*Data to process*
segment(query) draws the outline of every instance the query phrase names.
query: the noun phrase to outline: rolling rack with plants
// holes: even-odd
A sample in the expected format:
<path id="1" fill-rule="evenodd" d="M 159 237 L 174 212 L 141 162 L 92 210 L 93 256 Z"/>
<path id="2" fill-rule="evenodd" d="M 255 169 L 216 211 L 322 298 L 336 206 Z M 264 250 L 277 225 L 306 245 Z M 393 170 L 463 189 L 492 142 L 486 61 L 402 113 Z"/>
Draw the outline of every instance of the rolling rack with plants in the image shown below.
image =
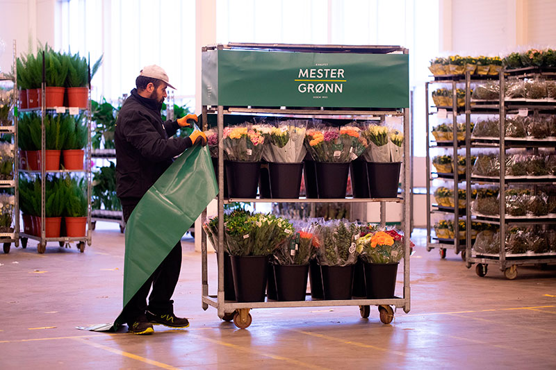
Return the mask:
<path id="1" fill-rule="evenodd" d="M 466 219 L 491 228 L 466 251 L 467 267 L 476 264 L 477 276 L 497 264 L 513 280 L 518 266 L 556 262 L 556 54 L 512 53 L 505 64 L 499 83 L 485 83 L 484 94 L 466 101 L 468 122 L 472 103 L 499 114 L 498 120 L 475 124 L 468 142 L 468 158 L 473 148 L 491 152 L 477 154 L 475 165 L 467 166 L 468 190 L 489 185 L 477 185 L 473 202 L 468 199 Z M 470 81 L 467 76 L 468 91 Z"/>
<path id="2" fill-rule="evenodd" d="M 38 242 L 40 253 L 49 242 L 67 248 L 75 242 L 81 253 L 91 245 L 90 78 L 101 62 L 91 69 L 79 53 L 48 47 L 18 59 L 28 98 L 19 125 L 24 248 L 28 239 Z M 35 93 L 36 101 L 29 99 Z"/>
<path id="3" fill-rule="evenodd" d="M 0 242 L 5 253 L 19 245 L 17 165 L 17 76 L 13 41 L 13 73 L 0 72 Z"/>
<path id="4" fill-rule="evenodd" d="M 229 204 L 233 202 L 243 202 L 243 203 L 256 203 L 256 202 L 285 202 L 285 203 L 323 203 L 323 202 L 348 202 L 348 203 L 369 203 L 370 202 L 379 202 L 381 204 L 381 221 L 382 225 L 386 222 L 386 202 L 395 202 L 401 203 L 404 206 L 404 217 L 405 220 L 409 220 L 409 203 L 411 196 L 409 196 L 409 183 L 405 180 L 403 182 L 402 192 L 403 197 L 398 197 L 398 178 L 395 180 L 395 188 L 393 196 L 383 198 L 345 198 L 345 184 L 343 184 L 343 195 L 332 195 L 332 193 L 327 194 L 324 196 L 319 199 L 305 199 L 299 197 L 299 184 L 295 184 L 293 187 L 297 187 L 297 196 L 293 196 L 292 198 L 288 199 L 286 197 L 279 198 L 263 198 L 256 196 L 256 185 L 254 185 L 254 192 L 252 191 L 247 192 L 250 193 L 248 196 L 234 196 L 237 192 L 243 192 L 245 190 L 245 187 L 236 187 L 236 185 L 230 185 L 230 182 L 236 183 L 238 180 L 241 180 L 244 178 L 250 178 L 252 176 L 243 176 L 239 178 L 236 176 L 236 171 L 238 171 L 236 167 L 235 169 L 231 169 L 232 167 L 230 165 L 231 158 L 227 157 L 226 171 L 227 174 L 228 181 L 228 190 L 231 193 L 228 196 L 224 196 L 224 183 L 227 181 L 224 178 L 224 146 L 225 144 L 223 140 L 225 137 L 233 137 L 234 135 L 237 134 L 236 137 L 245 137 L 249 135 L 250 140 L 252 146 L 249 146 L 245 151 L 247 155 L 254 155 L 256 149 L 256 142 L 259 142 L 259 134 L 255 131 L 251 132 L 247 128 L 233 128 L 229 127 L 231 123 L 234 122 L 238 115 L 244 115 L 250 116 L 252 118 L 260 116 L 265 117 L 275 117 L 283 119 L 322 119 L 334 121 L 335 119 L 377 119 L 384 121 L 384 117 L 386 116 L 402 117 L 403 120 L 403 133 L 405 137 L 409 137 L 409 127 L 407 124 L 409 122 L 409 96 L 407 92 L 407 81 L 408 74 L 407 70 L 407 49 L 400 47 L 361 47 L 361 46 L 350 46 L 350 47 L 340 47 L 340 46 L 320 46 L 320 45 L 291 45 L 291 44 L 228 44 L 227 45 L 217 45 L 215 47 L 207 47 L 203 48 L 203 122 L 208 121 L 207 117 L 211 115 L 216 116 L 216 135 L 215 136 L 215 149 L 218 151 L 218 159 L 215 161 L 217 164 L 215 166 L 215 171 L 217 174 L 217 179 L 219 186 L 219 195 L 218 196 L 218 217 L 211 220 L 212 228 L 204 227 L 204 231 L 202 234 L 202 306 L 203 309 L 206 310 L 208 306 L 213 306 L 218 310 L 218 317 L 227 321 L 233 320 L 234 323 L 238 328 L 245 328 L 248 327 L 252 322 L 252 317 L 250 314 L 250 310 L 253 308 L 286 308 L 286 307 L 315 307 L 315 306 L 341 306 L 341 305 L 354 305 L 359 306 L 360 313 L 362 317 L 367 318 L 370 314 L 370 306 L 377 305 L 379 308 L 380 313 L 380 319 L 384 323 L 389 323 L 393 319 L 394 310 L 393 307 L 402 308 L 404 311 L 408 312 L 410 310 L 410 288 L 409 288 L 409 254 L 410 254 L 410 241 L 409 235 L 410 235 L 410 223 L 404 223 L 404 234 L 407 235 L 407 237 L 403 237 L 403 242 L 401 242 L 402 237 L 396 233 L 397 237 L 395 240 L 398 243 L 396 245 L 401 246 L 400 253 L 404 258 L 404 284 L 403 284 L 403 296 L 402 298 L 396 297 L 394 296 L 389 296 L 389 298 L 355 298 L 352 299 L 352 295 L 349 294 L 349 297 L 334 297 L 329 298 L 325 297 L 321 298 L 311 298 L 311 295 L 305 295 L 306 285 L 303 287 L 304 296 L 302 298 L 295 298 L 293 301 L 279 301 L 273 300 L 270 296 L 270 289 L 268 289 L 267 294 L 267 299 L 265 300 L 264 293 L 263 296 L 258 296 L 256 298 L 254 297 L 245 297 L 238 294 L 238 292 L 236 292 L 236 296 L 230 296 L 227 292 L 227 281 L 230 270 L 234 270 L 234 285 L 237 283 L 236 281 L 237 276 L 237 270 L 239 267 L 237 265 L 239 264 L 238 258 L 231 258 L 232 264 L 230 266 L 228 262 L 229 260 L 226 258 L 224 253 L 224 244 L 227 246 L 230 245 L 243 245 L 249 244 L 249 240 L 252 238 L 256 239 L 258 233 L 261 233 L 261 230 L 268 230 L 265 225 L 269 225 L 269 223 L 275 223 L 279 224 L 280 227 L 277 228 L 281 230 L 285 234 L 289 235 L 292 233 L 292 227 L 288 225 L 288 221 L 271 221 L 275 220 L 276 217 L 272 215 L 259 216 L 259 215 L 243 215 L 234 213 L 234 224 L 224 224 L 230 221 L 227 219 L 224 221 L 227 216 L 224 213 L 224 204 Z M 295 58 L 300 58 L 300 60 L 289 59 L 291 56 Z M 349 56 L 349 58 L 345 56 Z M 312 59 L 314 58 L 314 59 Z M 348 60 L 350 62 L 348 62 Z M 291 62 L 292 60 L 295 60 L 295 62 Z M 302 61 L 300 61 L 302 60 Z M 245 68 L 244 63 L 255 63 L 254 65 L 265 66 L 264 68 Z M 234 69 L 234 66 L 237 63 L 240 63 L 242 68 Z M 369 65 L 373 65 L 375 63 L 376 65 L 373 66 L 377 69 L 370 69 L 369 70 Z M 354 87 L 354 91 L 357 91 L 358 94 L 353 94 L 349 98 L 342 100 L 343 97 L 341 94 L 341 90 L 338 94 L 338 89 L 340 85 L 334 83 L 329 85 L 327 87 L 322 85 L 318 87 L 314 85 L 310 87 L 313 90 L 312 92 L 309 92 L 309 94 L 303 96 L 299 93 L 307 92 L 306 89 L 312 80 L 319 80 L 313 72 L 311 72 L 309 69 L 311 68 L 316 68 L 319 65 L 329 65 L 329 68 L 334 68 L 334 75 L 329 76 L 334 80 L 340 80 L 338 83 L 349 83 L 352 85 L 357 85 L 356 80 L 358 80 L 358 76 L 361 76 L 363 74 L 366 76 L 372 76 L 373 73 L 389 73 L 389 76 L 395 80 L 390 86 L 391 91 L 384 91 L 388 89 L 380 89 L 375 87 L 374 91 L 381 91 L 383 94 L 384 99 L 381 100 L 380 97 L 377 97 L 376 94 L 370 94 L 372 96 L 369 96 L 366 93 L 361 93 L 361 90 L 358 90 L 361 88 L 361 86 L 372 85 L 372 83 L 368 81 L 359 81 L 362 82 L 362 85 Z M 224 67 L 222 67 L 224 66 Z M 334 67 L 332 67 L 334 66 Z M 227 68 L 232 68 L 227 72 Z M 305 72 L 305 68 L 308 69 Z M 338 74 L 338 69 L 341 69 L 341 74 Z M 245 72 L 238 71 L 249 71 Z M 318 73 L 318 72 L 315 72 Z M 320 73 L 324 73 L 323 70 Z M 330 70 L 328 73 L 331 72 Z M 345 75 L 342 75 L 345 73 Z M 350 76 L 350 73 L 352 74 Z M 241 78 L 239 78 L 237 74 L 241 74 Z M 339 75 L 338 75 L 339 74 Z M 215 77 L 219 76 L 218 81 Z M 229 81 L 224 81 L 223 76 L 229 76 L 233 77 Z M 395 77 L 395 76 L 398 77 Z M 321 77 L 323 77 L 321 76 Z M 344 78 L 345 77 L 345 78 Z M 400 79 L 396 78 L 401 78 Z M 322 78 L 320 78 L 322 79 Z M 363 78 L 364 79 L 364 78 Z M 343 81 L 341 81 L 343 80 Z M 284 91 L 280 88 L 277 88 L 277 91 L 272 91 L 273 89 L 270 88 L 277 81 L 288 81 L 288 87 Z M 243 81 L 245 85 L 242 84 Z M 309 83 L 307 83 L 309 82 Z M 392 81 L 391 81 L 392 82 Z M 312 85 L 312 84 L 311 84 Z M 392 86 L 395 87 L 391 87 Z M 262 91 L 257 91 L 256 87 L 262 87 L 259 88 L 264 88 L 264 92 Z M 276 84 L 278 86 L 278 84 Z M 254 87 L 254 90 L 253 89 Z M 328 96 L 321 95 L 316 96 L 314 92 L 315 88 L 322 89 L 322 91 L 326 91 L 328 89 Z M 336 89 L 334 96 L 332 96 L 332 92 Z M 363 91 L 368 92 L 363 88 Z M 397 98 L 397 99 L 396 99 Z M 327 100 L 319 100 L 319 99 Z M 369 103 L 369 102 L 371 103 Z M 351 104 L 351 105 L 350 105 Z M 373 108 L 368 108 L 372 106 Z M 316 107 L 316 108 L 313 108 Z M 330 108 L 326 108 L 330 107 Z M 338 108 L 345 107 L 345 108 Z M 379 108 L 377 108 L 379 107 Z M 382 108 L 381 108 L 382 107 Z M 393 108 L 394 107 L 394 108 Z M 402 108 L 395 108 L 402 107 Z M 205 129 L 206 127 L 204 128 Z M 234 130 L 238 131 L 234 133 Z M 245 130 L 245 133 L 239 133 L 240 130 Z M 224 134 L 224 133 L 226 133 Z M 325 133 L 325 134 L 326 133 Z M 245 134 L 245 135 L 244 135 Z M 309 130 L 307 135 L 309 135 Z M 307 136 L 307 140 L 316 140 L 314 142 L 319 142 L 321 138 L 318 133 L 312 133 L 311 136 Z M 322 134 L 325 136 L 324 134 Z M 330 135 L 336 135 L 335 137 L 338 137 L 337 133 L 328 134 Z M 243 135 L 243 136 L 242 136 Z M 325 140 L 326 141 L 326 140 Z M 209 145 L 211 144 L 211 139 L 209 137 Z M 311 144 L 309 145 L 312 146 Z M 403 150 L 407 153 L 410 153 L 409 144 L 408 140 L 404 140 Z M 230 155 L 230 152 L 226 150 L 227 155 Z M 338 156 L 341 155 L 341 153 L 338 151 Z M 348 153 L 350 155 L 350 153 Z M 336 156 L 336 153 L 334 153 Z M 357 155 L 355 155 L 357 157 Z M 260 157 L 259 157 L 260 158 Z M 233 158 L 232 158 L 233 159 Z M 405 158 L 404 163 L 409 163 L 409 159 Z M 247 162 L 247 163 L 250 163 Z M 248 165 L 245 166 L 247 167 Z M 254 170 L 256 173 L 257 169 L 259 168 L 260 165 L 257 164 L 252 165 L 254 167 Z M 349 169 L 349 167 L 348 167 Z M 398 167 L 399 168 L 399 167 Z M 404 165 L 404 179 L 409 179 L 409 167 L 407 165 Z M 297 171 L 299 171 L 297 169 Z M 328 173 L 332 171 L 335 174 L 336 169 L 328 169 Z M 341 177 L 338 176 L 336 177 Z M 399 174 L 399 173 L 398 173 Z M 345 173 L 347 178 L 347 172 Z M 258 177 L 257 175 L 255 175 Z M 238 178 L 231 178 L 235 177 Z M 373 176 L 374 178 L 374 176 Z M 252 181 L 250 181 L 252 182 Z M 260 190 L 260 187 L 259 187 Z M 322 193 L 319 193 L 322 195 Z M 242 219 L 242 217 L 245 217 Z M 263 219 L 259 219 L 258 217 L 263 217 Z M 208 224 L 206 219 L 206 210 L 203 212 L 202 215 L 202 220 L 204 225 Z M 339 220 L 335 220 L 338 221 Z M 226 230 L 224 233 L 224 225 L 227 224 Z M 236 226 L 232 227 L 233 225 Z M 249 231 L 246 228 L 250 225 L 256 225 L 252 231 Z M 352 235 L 353 239 L 352 246 L 354 251 L 351 251 L 351 254 L 355 253 L 357 243 L 355 242 L 359 237 L 359 234 L 357 233 L 350 233 L 350 228 L 348 224 L 344 224 L 342 221 L 339 224 L 334 224 L 331 227 L 336 228 L 337 234 L 343 235 Z M 325 225 L 318 225 L 317 227 L 325 227 Z M 338 229 L 337 228 L 341 228 Z M 228 235 L 228 232 L 234 229 L 236 233 L 234 235 Z M 322 233 L 327 233 L 325 230 L 321 230 Z M 215 249 L 217 251 L 217 260 L 218 260 L 218 292 L 216 295 L 209 295 L 208 294 L 208 266 L 207 266 L 207 244 L 206 244 L 206 233 L 211 233 L 211 236 L 214 240 Z M 242 233 L 245 233 L 242 234 Z M 226 235 L 224 235 L 226 234 Z M 304 240 L 304 238 L 309 237 L 308 230 L 301 228 L 295 234 L 299 235 L 299 238 L 295 239 L 295 242 L 289 243 L 289 249 L 288 246 L 282 246 L 281 248 L 286 248 L 284 251 L 285 255 L 287 255 L 287 252 L 299 248 L 302 248 L 301 246 L 307 245 L 309 242 Z M 329 235 L 329 234 L 327 234 Z M 374 235 L 374 234 L 373 234 Z M 357 235 L 357 236 L 355 236 Z M 378 235 L 376 237 L 377 239 L 382 240 L 391 240 L 391 243 L 394 242 L 394 237 L 384 236 Z M 344 238 L 345 239 L 345 238 Z M 363 239 L 362 237 L 360 239 Z M 265 239 L 265 240 L 268 239 Z M 347 239 L 350 240 L 349 237 Z M 363 242 L 368 242 L 369 244 L 371 243 L 370 235 L 368 240 Z M 373 241 L 375 245 L 377 245 L 377 242 Z M 231 243 L 231 244 L 230 244 Z M 236 243 L 236 244 L 234 244 Z M 361 243 L 360 243 L 361 244 Z M 382 245 L 382 244 L 381 244 Z M 272 246 L 271 246 L 272 247 Z M 363 248 L 363 246 L 361 246 Z M 351 249 L 351 246 L 350 247 Z M 327 250 L 328 251 L 328 250 Z M 329 251 L 331 253 L 335 253 L 340 255 L 343 252 L 340 252 L 338 249 L 332 249 Z M 348 252 L 350 254 L 350 252 Z M 396 252 L 398 253 L 398 252 Z M 334 254 L 334 253 L 333 253 Z M 249 257 L 256 257 L 249 256 Z M 327 255 L 327 257 L 329 257 Z M 398 255 L 398 258 L 400 256 Z M 234 262 L 236 260 L 236 262 Z M 227 271 L 228 272 L 227 272 Z M 326 278 L 325 277 L 325 269 L 322 270 L 322 282 Z M 278 273 L 275 271 L 274 276 L 277 276 Z M 254 279 L 247 279 L 252 281 Z M 395 280 L 395 279 L 394 279 Z M 278 285 L 277 285 L 277 287 Z M 311 284 L 311 294 L 313 293 L 313 289 L 316 289 L 316 285 Z"/>

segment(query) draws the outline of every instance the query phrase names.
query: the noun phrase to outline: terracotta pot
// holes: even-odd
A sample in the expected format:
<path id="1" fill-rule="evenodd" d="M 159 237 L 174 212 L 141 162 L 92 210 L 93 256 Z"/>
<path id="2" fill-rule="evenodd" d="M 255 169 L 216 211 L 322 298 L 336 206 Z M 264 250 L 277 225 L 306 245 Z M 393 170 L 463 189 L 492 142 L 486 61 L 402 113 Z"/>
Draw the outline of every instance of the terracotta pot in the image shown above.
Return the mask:
<path id="1" fill-rule="evenodd" d="M 87 217 L 64 217 L 65 223 L 65 236 L 84 237 L 87 226 Z"/>
<path id="2" fill-rule="evenodd" d="M 67 87 L 67 106 L 87 108 L 89 102 L 89 89 L 87 87 Z"/>
<path id="3" fill-rule="evenodd" d="M 27 108 L 40 106 L 40 89 L 27 89 Z"/>
<path id="4" fill-rule="evenodd" d="M 19 90 L 19 109 L 27 109 L 27 90 Z"/>
<path id="5" fill-rule="evenodd" d="M 67 149 L 62 151 L 64 158 L 64 167 L 66 169 L 83 169 L 83 158 L 85 151 L 83 149 Z"/>
<path id="6" fill-rule="evenodd" d="M 49 108 L 64 106 L 65 92 L 65 87 L 47 87 L 44 91 L 46 106 Z"/>

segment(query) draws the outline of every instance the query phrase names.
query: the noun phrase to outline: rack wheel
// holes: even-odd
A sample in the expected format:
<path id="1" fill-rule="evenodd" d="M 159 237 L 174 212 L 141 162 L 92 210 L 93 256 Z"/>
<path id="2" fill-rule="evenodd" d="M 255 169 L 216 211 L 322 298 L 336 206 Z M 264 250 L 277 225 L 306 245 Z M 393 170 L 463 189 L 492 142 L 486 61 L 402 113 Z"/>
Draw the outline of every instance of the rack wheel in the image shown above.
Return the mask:
<path id="1" fill-rule="evenodd" d="M 249 308 L 240 308 L 234 314 L 234 323 L 240 329 L 245 329 L 251 325 L 253 318 L 249 313 Z"/>
<path id="2" fill-rule="evenodd" d="M 517 266 L 512 264 L 504 270 L 504 276 L 508 280 L 514 280 L 517 277 Z"/>
<path id="3" fill-rule="evenodd" d="M 378 306 L 378 312 L 380 314 L 380 321 L 382 323 L 390 323 L 394 319 L 394 310 L 389 305 Z"/>
<path id="4" fill-rule="evenodd" d="M 236 316 L 236 312 L 237 311 L 234 311 L 233 312 L 224 312 L 224 316 L 222 317 L 222 319 L 224 321 L 231 321 L 234 320 L 234 317 Z"/>
<path id="5" fill-rule="evenodd" d="M 370 306 L 360 305 L 359 313 L 361 314 L 361 317 L 363 319 L 368 319 L 369 315 L 370 314 Z"/>
<path id="6" fill-rule="evenodd" d="M 477 274 L 477 276 L 484 277 L 486 275 L 486 271 L 488 271 L 487 266 L 488 264 L 477 263 L 477 266 L 475 267 L 475 273 Z"/>

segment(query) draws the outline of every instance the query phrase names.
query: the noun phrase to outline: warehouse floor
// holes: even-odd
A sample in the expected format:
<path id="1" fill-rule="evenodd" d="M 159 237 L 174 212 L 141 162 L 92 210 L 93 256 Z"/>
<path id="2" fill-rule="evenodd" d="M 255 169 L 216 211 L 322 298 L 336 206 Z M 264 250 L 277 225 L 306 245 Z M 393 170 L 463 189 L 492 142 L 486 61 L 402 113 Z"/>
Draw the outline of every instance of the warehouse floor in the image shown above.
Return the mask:
<path id="1" fill-rule="evenodd" d="M 103 223 L 99 223 L 101 226 Z M 109 225 L 109 224 L 106 224 Z M 113 224 L 115 225 L 115 224 Z M 99 226 L 99 225 L 97 225 Z M 554 368 L 556 267 L 518 269 L 506 280 L 494 266 L 480 278 L 459 255 L 416 248 L 411 310 L 382 324 L 376 308 L 254 310 L 238 330 L 200 304 L 200 254 L 184 238 L 174 294 L 185 330 L 151 336 L 78 330 L 106 323 L 122 304 L 124 235 L 97 227 L 93 245 L 12 246 L 0 253 L 0 369 Z M 417 239 L 417 244 L 421 244 Z M 214 255 L 210 257 L 214 265 Z M 401 272 L 401 269 L 400 269 Z M 209 270 L 213 279 L 214 269 Z M 398 275 L 400 294 L 402 275 Z M 211 293 L 215 290 L 211 287 Z"/>

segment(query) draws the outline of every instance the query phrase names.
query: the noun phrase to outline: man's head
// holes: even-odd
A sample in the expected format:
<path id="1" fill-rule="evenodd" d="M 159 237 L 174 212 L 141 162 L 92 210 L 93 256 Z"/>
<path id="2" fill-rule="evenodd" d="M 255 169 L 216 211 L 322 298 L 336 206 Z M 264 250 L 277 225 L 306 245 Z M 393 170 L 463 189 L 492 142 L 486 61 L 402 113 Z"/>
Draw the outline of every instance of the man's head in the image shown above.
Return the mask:
<path id="1" fill-rule="evenodd" d="M 164 69 L 155 65 L 148 65 L 141 69 L 135 83 L 140 95 L 158 103 L 164 101 L 164 98 L 167 96 L 167 87 L 175 89 L 170 84 L 168 75 Z"/>

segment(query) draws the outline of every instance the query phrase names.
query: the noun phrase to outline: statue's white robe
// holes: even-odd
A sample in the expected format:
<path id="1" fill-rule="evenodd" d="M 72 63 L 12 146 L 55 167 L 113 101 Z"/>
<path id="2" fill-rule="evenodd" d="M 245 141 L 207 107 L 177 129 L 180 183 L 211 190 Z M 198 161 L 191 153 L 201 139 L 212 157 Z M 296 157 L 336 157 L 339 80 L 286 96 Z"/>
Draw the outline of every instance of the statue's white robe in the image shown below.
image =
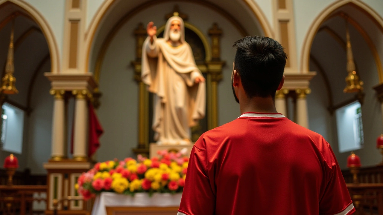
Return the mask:
<path id="1" fill-rule="evenodd" d="M 206 85 L 192 49 L 184 41 L 174 47 L 164 38 L 149 37 L 142 47 L 141 78 L 154 94 L 152 128 L 159 143 L 190 140 L 190 128 L 205 116 Z"/>

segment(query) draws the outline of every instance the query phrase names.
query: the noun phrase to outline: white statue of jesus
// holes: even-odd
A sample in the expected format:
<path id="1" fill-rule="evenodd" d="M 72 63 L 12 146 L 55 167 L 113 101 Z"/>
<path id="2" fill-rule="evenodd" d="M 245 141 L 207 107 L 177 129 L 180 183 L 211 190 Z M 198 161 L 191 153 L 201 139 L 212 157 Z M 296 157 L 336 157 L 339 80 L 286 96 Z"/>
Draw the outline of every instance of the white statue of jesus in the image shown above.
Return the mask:
<path id="1" fill-rule="evenodd" d="M 141 78 L 154 93 L 152 128 L 159 144 L 187 144 L 190 127 L 205 116 L 205 79 L 185 40 L 183 21 L 175 16 L 157 38 L 151 22 L 142 47 Z"/>

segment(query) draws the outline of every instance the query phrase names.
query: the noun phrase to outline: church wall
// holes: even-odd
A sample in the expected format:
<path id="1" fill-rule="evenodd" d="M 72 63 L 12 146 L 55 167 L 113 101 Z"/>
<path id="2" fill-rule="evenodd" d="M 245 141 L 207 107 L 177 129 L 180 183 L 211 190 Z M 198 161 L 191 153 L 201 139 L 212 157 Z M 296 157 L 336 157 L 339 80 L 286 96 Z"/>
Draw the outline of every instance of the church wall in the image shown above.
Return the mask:
<path id="1" fill-rule="evenodd" d="M 23 0 L 27 2 L 36 8 L 39 12 L 42 15 L 52 29 L 56 42 L 57 43 L 59 54 L 62 56 L 65 0 Z"/>
<path id="2" fill-rule="evenodd" d="M 50 70 L 50 67 L 48 60 L 38 72 L 32 91 L 32 111 L 28 119 L 28 130 L 25 133 L 27 137 L 27 167 L 32 174 L 46 173 L 43 164 L 51 157 L 54 98 L 49 93 L 50 82 L 43 75 Z"/>
<path id="3" fill-rule="evenodd" d="M 231 47 L 241 37 L 240 34 L 228 21 L 209 9 L 188 2 L 177 3 L 181 11 L 187 8 L 188 21 L 199 29 L 206 38 L 209 38 L 207 33 L 214 21 L 223 29 L 221 58 L 226 61 L 226 65 L 223 79 L 218 87 L 219 123 L 220 125 L 234 119 L 239 116 L 239 110 L 230 86 L 235 54 Z M 133 80 L 133 68 L 130 65 L 135 57 L 133 31 L 139 22 L 146 25 L 153 21 L 159 28 L 165 24 L 165 15 L 171 11 L 173 5 L 174 3 L 167 3 L 140 12 L 124 24 L 111 43 L 100 75 L 100 90 L 103 96 L 97 113 L 105 132 L 101 138 L 98 160 L 133 156 L 131 149 L 136 147 L 137 141 L 138 98 L 137 85 Z"/>

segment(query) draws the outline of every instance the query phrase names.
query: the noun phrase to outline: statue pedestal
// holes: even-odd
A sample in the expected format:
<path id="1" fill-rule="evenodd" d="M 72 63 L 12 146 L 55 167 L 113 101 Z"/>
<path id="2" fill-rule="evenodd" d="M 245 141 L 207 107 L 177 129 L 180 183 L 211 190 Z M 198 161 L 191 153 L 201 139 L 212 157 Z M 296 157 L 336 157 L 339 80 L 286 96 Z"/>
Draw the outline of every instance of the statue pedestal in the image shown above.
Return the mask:
<path id="1" fill-rule="evenodd" d="M 168 151 L 173 151 L 178 152 L 179 151 L 184 148 L 187 149 L 186 154 L 185 155 L 188 158 L 190 156 L 190 152 L 194 143 L 192 143 L 185 145 L 159 145 L 155 143 L 150 143 L 149 146 L 149 158 L 151 158 L 154 157 L 158 157 L 157 151 L 159 150 L 167 150 Z"/>

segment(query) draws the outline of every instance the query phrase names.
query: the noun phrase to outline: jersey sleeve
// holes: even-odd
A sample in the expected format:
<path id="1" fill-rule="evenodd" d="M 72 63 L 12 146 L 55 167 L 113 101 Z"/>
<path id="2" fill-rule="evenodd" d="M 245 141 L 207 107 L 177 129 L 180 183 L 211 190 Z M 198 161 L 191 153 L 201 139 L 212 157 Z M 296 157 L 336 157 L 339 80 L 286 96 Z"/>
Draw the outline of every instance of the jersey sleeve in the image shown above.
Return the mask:
<path id="1" fill-rule="evenodd" d="M 198 143 L 203 141 L 202 139 L 196 143 L 190 154 L 177 215 L 214 214 L 216 197 L 208 176 L 206 148 Z"/>
<path id="2" fill-rule="evenodd" d="M 329 144 L 325 140 L 324 144 L 326 151 L 323 155 L 326 160 L 326 166 L 324 171 L 325 174 L 323 179 L 326 180 L 326 184 L 319 201 L 319 214 L 352 214 L 355 212 L 355 208 L 340 168 Z"/>

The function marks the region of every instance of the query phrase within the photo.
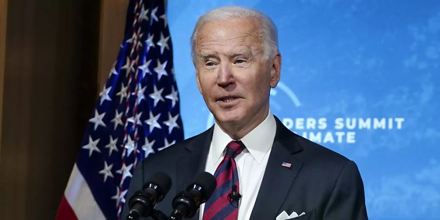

*Your objective*
Pull out each line of the entries above that contains the word "terracotta", treating uppercase and lowercase letters as different.

*Response below*
query: the noun phrase to outline: terracotta pot
Draw the outline of every instance of the terracotta pot in the image shown above.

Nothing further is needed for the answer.